WORK TO COMPLETE:
Can you transcribe the passage of the post about encountering an ex that opens with the words "However, last night" and closes with "to busy myself."?

DOCUMENT TEXT:

▼▼▼

I've maintained NC w/ my ex for 6 months now with absolutely no communication.

 

We both belong to the same social organization, but now I'm involved in ways such that I can avoid her.

 

However, last night I was at a meeting that was mandatory. I had been trying to prepare myself for days for the unavoidable reality that she would be in the same room as I during the meeting.

 

At the end of the meeting, I saw my ex walk in. I thought my heart had sunk. But at that point I couldn't leave yet. I tried to occupy myself by talking to other people and "acting" very busy.

 

I was surprised when she came over and sat down to talk to someone right where all my paperwork and computer stuff was set up. I needed some of those materials and when I went over to get them I did not acknowledge her. I didn't look at her. I just continued to busy myself.

 

She sat there for another moment. No one else was around. Then she called my name and said, here's such and such paperwork. (It was paperwork that I'm responsible for). Again, I didn't look at her, didn't engage with her in any way, essentially ignored her.

I simply said thank you as business like as possible and continued to act overly busy. She got up out of her seat and left.

 

I thought, it wasn't really necessary for her to give me that paperwork directly. It could have been handed off to someone else. I had a hunch that she was using it as a way to engage me in "hi how are you doing"

conversation. Later, I wondered if I was reading into something that wasn't there; that she was sitting there to hand something off to me and had no interest in anything more.

 

Were my actions rude? All night I've been tortured by this question.

 

I've read the advice on here that says, if you run into your ex, be cordial, pleasant, don't divulge information, smile and move on.

 

I didn't do any of those things. I ignored her in her presence. That bothers me because I'm afraid it gives the impression that I'm still affected by her, that she still has power over me. Otherwise, I would have at least been pleasant. And also, I want to act in a mature, appropriate manner. I don't want to regret any of my actions in relation to her.

 

When I left the meeting, I just sobbed and sobbed. I feel worn out and can't believe that the person who I shared so much with, I now set out to ignore.

 

Our group has an upcoming performance. As a member of the board, I'm supposed to be there. I can barely get through seeing her over a 1/2 hour period much less sit through a two hour concert. I thought I'd be over all of this by now but I'm not. As much as I don't want to let her presence interfere with activities that are really important to me, going to this event feels torturous. Trying to psyche myself into a neutral attitude doesn't seem to work. I've asked friends to come with me but even connecting with others does little right now to help me feel less angst. So, I welcome a more objective perspective. Did my behavior seem rude? How have you handled those situations? What kinds of things have you declined going to because your ex would be there?

▲▲▲

DATA SUPPLIED:
▼▼▼

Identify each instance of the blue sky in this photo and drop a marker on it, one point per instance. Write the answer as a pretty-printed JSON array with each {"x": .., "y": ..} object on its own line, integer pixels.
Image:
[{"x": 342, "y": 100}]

▲▲▲
▼▼▼

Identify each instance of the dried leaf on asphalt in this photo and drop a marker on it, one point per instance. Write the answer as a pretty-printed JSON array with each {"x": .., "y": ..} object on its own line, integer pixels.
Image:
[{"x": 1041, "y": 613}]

▲▲▲
▼▼▼

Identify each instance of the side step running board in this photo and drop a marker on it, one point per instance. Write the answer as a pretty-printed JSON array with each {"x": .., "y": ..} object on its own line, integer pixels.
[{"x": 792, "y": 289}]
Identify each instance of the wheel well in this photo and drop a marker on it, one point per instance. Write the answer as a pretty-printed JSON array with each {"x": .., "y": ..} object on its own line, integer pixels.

▲▲▲

SOLUTION:
However, last night I was at a meeting that was mandatory. I had been trying to prepare myself for days for the unavoidable reality that she would be in the same room as I during the meeting.

 

At the end of the meeting, I saw my ex walk in. I thought my heart had sunk. But at that point I couldn't leave yet. I tried to occupy myself by talking to other people and "acting" very busy.

 

I was surprised when she came over and sat down to talk to someone right where all my paperwork and computer stuff was set up. I needed some of those materials and when I went over to get them I did not acknowledge her. I didn't look at her. I just continued to busy myself.